[[ Exercise input open ]]
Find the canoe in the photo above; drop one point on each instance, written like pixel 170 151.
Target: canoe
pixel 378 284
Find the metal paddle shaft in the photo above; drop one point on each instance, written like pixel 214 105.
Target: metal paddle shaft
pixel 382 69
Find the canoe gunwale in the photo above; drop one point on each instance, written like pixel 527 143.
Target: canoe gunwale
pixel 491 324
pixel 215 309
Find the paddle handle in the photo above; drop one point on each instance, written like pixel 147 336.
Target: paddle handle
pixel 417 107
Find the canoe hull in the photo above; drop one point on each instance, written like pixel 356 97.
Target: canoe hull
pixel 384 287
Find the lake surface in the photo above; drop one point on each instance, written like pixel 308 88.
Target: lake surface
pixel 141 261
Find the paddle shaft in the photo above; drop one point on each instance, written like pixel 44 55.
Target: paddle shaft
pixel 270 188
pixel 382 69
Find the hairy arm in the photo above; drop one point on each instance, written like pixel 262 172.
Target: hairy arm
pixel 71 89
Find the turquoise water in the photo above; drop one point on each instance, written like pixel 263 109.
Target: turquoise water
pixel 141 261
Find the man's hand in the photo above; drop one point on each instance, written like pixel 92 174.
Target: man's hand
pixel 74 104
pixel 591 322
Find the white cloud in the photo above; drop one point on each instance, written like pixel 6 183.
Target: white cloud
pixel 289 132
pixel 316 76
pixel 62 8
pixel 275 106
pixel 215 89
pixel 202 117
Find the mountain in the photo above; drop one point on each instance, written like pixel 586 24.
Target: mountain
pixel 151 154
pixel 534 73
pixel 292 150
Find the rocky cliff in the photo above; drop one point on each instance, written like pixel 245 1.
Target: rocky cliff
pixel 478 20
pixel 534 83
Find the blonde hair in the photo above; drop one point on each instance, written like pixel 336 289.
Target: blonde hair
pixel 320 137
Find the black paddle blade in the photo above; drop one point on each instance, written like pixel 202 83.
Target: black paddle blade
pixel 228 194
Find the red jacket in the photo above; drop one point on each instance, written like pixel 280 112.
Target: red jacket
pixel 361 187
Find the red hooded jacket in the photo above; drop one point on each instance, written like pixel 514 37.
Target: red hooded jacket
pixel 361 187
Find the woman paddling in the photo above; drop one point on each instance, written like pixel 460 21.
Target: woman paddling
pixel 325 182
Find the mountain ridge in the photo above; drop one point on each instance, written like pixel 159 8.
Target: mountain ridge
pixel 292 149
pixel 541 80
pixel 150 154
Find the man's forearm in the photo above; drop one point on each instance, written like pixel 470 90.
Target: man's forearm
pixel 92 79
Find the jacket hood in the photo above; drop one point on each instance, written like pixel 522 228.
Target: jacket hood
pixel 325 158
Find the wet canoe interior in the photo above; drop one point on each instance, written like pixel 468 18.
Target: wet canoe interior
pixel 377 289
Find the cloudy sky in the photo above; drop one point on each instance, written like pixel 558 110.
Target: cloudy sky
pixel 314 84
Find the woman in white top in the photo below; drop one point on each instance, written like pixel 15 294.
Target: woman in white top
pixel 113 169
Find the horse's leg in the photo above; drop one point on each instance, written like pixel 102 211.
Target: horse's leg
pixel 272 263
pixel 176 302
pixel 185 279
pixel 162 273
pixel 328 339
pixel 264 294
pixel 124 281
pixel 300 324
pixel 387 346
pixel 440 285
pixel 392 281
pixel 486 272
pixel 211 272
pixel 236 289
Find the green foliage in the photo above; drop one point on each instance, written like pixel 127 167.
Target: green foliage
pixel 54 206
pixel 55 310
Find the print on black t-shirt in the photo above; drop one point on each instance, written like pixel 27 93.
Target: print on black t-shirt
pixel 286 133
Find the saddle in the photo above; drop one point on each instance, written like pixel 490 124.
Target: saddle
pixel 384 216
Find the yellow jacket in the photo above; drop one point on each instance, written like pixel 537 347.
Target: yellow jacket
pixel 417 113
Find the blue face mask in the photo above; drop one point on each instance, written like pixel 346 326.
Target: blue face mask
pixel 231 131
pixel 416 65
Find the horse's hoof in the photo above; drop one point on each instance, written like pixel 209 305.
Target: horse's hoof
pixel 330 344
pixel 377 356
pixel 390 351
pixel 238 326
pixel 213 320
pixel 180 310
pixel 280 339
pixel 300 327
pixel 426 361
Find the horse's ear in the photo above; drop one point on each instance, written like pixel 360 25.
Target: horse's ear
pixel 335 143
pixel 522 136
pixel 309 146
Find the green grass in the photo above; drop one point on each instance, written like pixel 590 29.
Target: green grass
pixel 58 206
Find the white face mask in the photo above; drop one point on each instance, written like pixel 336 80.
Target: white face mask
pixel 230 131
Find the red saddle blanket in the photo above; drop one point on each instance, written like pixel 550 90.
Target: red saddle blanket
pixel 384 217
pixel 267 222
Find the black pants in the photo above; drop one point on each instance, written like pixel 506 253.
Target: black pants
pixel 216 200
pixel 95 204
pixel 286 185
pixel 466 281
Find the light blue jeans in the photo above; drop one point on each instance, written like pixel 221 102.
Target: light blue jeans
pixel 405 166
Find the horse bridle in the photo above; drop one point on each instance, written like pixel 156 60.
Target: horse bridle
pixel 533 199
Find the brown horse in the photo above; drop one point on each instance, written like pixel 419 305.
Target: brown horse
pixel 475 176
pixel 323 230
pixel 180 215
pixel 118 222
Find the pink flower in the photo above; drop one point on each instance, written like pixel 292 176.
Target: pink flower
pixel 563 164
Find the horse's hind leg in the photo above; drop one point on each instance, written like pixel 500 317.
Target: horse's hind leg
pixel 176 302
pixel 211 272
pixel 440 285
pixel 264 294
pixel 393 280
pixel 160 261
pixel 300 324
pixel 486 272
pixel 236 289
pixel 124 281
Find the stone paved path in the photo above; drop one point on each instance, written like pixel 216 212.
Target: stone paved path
[[ Exercise input closed ]]
→ Goal of the exercise: Go through the data and retype all of it exactly.

→ Answer space:
Find the canoe in the photo above; drop one point on each instance, written like pixel 170 151.
Target: canoe
pixel 378 284
Find the metal paddle shaft in the photo above; drop one point on each instance, written like pixel 214 105.
Target: metal paddle shaft
pixel 382 69
Find the canoe gunwale in the photo above; drop one point on each instance, written like pixel 527 143.
Target: canoe gunwale
pixel 491 324
pixel 215 309
Find the paddle handle in the photo above; drop one point on each instance, written like pixel 147 336.
Target: paddle handle
pixel 417 107
Find the canoe hull in the photo above; drop one point on each instance, written like pixel 356 97.
Target: canoe hull
pixel 384 287
Find the lake surface in the photo above; drop one point on each instance, written like pixel 308 88.
Target: lake surface
pixel 141 261
Find the paddle shaft in the photo above; drop one point on each instance, written like pixel 44 55.
Target: paddle shaft
pixel 270 188
pixel 382 69
Find the hairy arm in the photo above; drop one point on each instance, written like pixel 262 172.
Target: hairy arm
pixel 71 89
Find the turquoise water in the photo above; drop one point on each instance, written like pixel 263 109.
Target: turquoise water
pixel 141 261
Find the man's hand in the photo above; drop one point on each instance, written like pixel 92 174.
Target: man's hand
pixel 74 104
pixel 591 322
Find the white cloud in the photo above; drop one point on each instance, written like pixel 6 183.
Target: white cloud
pixel 289 132
pixel 316 76
pixel 62 8
pixel 275 106
pixel 215 89
pixel 202 117
Find the mountain in the photo above; drop one point on each instance, written like pixel 586 24.
Target: mountain
pixel 151 154
pixel 534 73
pixel 292 150
Find the rocky cliff in the photo above; drop one point on each instance, written like pixel 245 1.
Target: rocky cliff
pixel 478 20
pixel 534 83
Find the blonde hair in the photo above; drop one point on each instance, written like pixel 336 289.
Target: blonde hair
pixel 320 137
Find the black paddle blade in the photo above; drop one point on each instance, written like pixel 202 83.
Target: black paddle blade
pixel 228 194
Find the red jacket in the photo above; drop one point on each instance, written like pixel 280 112.
Target: red jacket
pixel 361 187
Find the red hooded jacket in the photo above; drop one point on each instance, written like pixel 514 37.
Target: red hooded jacket
pixel 361 187
Find the woman paddling in the photo above; drop one point on each instance, written like pixel 460 21.
Target: woman paddling
pixel 325 182
Find the mountain ridge in the photo above; drop one point on each instance, written like pixel 159 8.
Target: mountain ridge
pixel 292 149
pixel 541 80
pixel 150 154
Find the man's forearm in the photo above; drop one point on each instance, written like pixel 470 90.
Target: man's forearm
pixel 92 79
Find the jacket hood in the photo above; drop one point on each instance, written like pixel 522 228.
Target: jacket hood
pixel 325 158
Find the wet canoe interior in the photo above; drop one point on each instance, written like pixel 468 18.
Target: wet canoe interior
pixel 377 289
Find the cloudy sky in the photo above; drop one point on each instance, written like pixel 558 110.
Target: cloudy sky
pixel 314 84
Find the woman in white top in the photo below; drop one point on each instance, written like pixel 15 294.
Target: woman in white top
pixel 113 169
Find the horse's leg in the photo above; drop one point on each instance, written like pixel 102 211.
Target: horse's leg
pixel 272 263
pixel 176 302
pixel 185 279
pixel 162 273
pixel 328 339
pixel 264 294
pixel 124 281
pixel 300 324
pixel 387 346
pixel 440 285
pixel 392 281
pixel 486 272
pixel 211 272
pixel 236 289
Find the green foliage in the photo above; drop one point on each instance, written like pixel 127 167.
Target: green foliage
pixel 54 206
pixel 55 310
Find the print on black t-shirt in the photo above; drop one point on each instance, written like pixel 27 93.
Target: print on black t-shirt
pixel 286 133
Find the saddle in the photo above; drop one point on each instance, written like pixel 490 124.
Target: saddle
pixel 384 216
Find the yellow jacket in the photo above; drop one point on each instance, written like pixel 537 347.
Target: yellow jacket
pixel 417 113
Find the blue face mask in the photo above; drop one point on each instance, written like pixel 346 326.
Target: blue face mask
pixel 231 131
pixel 416 65
Find the horse's hoof in the photo above; drop one point on each instance, written like pixel 209 305.
Target: horse's hoof
pixel 330 344
pixel 377 356
pixel 390 351
pixel 238 326
pixel 213 320
pixel 180 310
pixel 280 339
pixel 300 327
pixel 426 361
Find the horse's ear in the photo above; drop one point on each instance, written like pixel 360 25.
Target: horse's ear
pixel 335 143
pixel 522 136
pixel 309 146
Find the green grass in the photo above; drop one point on each instance, written like pixel 590 29.
Target: green grass
pixel 58 206
Find the white face mask in the photo above; drop one point on each instance, written like pixel 336 80.
Target: white face mask
pixel 230 131
Find the red saddle blanket in the photo above; drop one point on each instance, written like pixel 550 90.
Target: red saddle blanket
pixel 384 217
pixel 267 222
Find the black pants in the photo above; drop one point on each instance, written like pixel 506 253.
Target: black pants
pixel 216 200
pixel 95 204
pixel 286 185
pixel 466 281
Find the light blue jeans in the photo above; drop one point on each instance, written like pixel 221 102.
Target: light blue jeans
pixel 405 166
Find the horse bridle in the photo above; drop one point on each instance, written like pixel 156 60.
Target: horse bridle
pixel 533 199
Find the brown horse in the photo above; drop one point on each instance, written like pixel 419 305.
Target: brown horse
pixel 475 176
pixel 323 230
pixel 180 215
pixel 118 222
Find the pink flower in the photo above; drop one point on each instance, written like pixel 292 176.
Target: pink flower
pixel 563 164
Find the horse's hind leg in the photo above; drop one point on each instance, written like pixel 500 317.
Target: horse's hind leg
pixel 176 302
pixel 211 272
pixel 440 285
pixel 264 294
pixel 393 280
pixel 160 261
pixel 300 324
pixel 486 272
pixel 236 289
pixel 124 281
Find the stone paved path in the photo above; drop one point on each instance, written like pixel 216 212.
Target: stone paved path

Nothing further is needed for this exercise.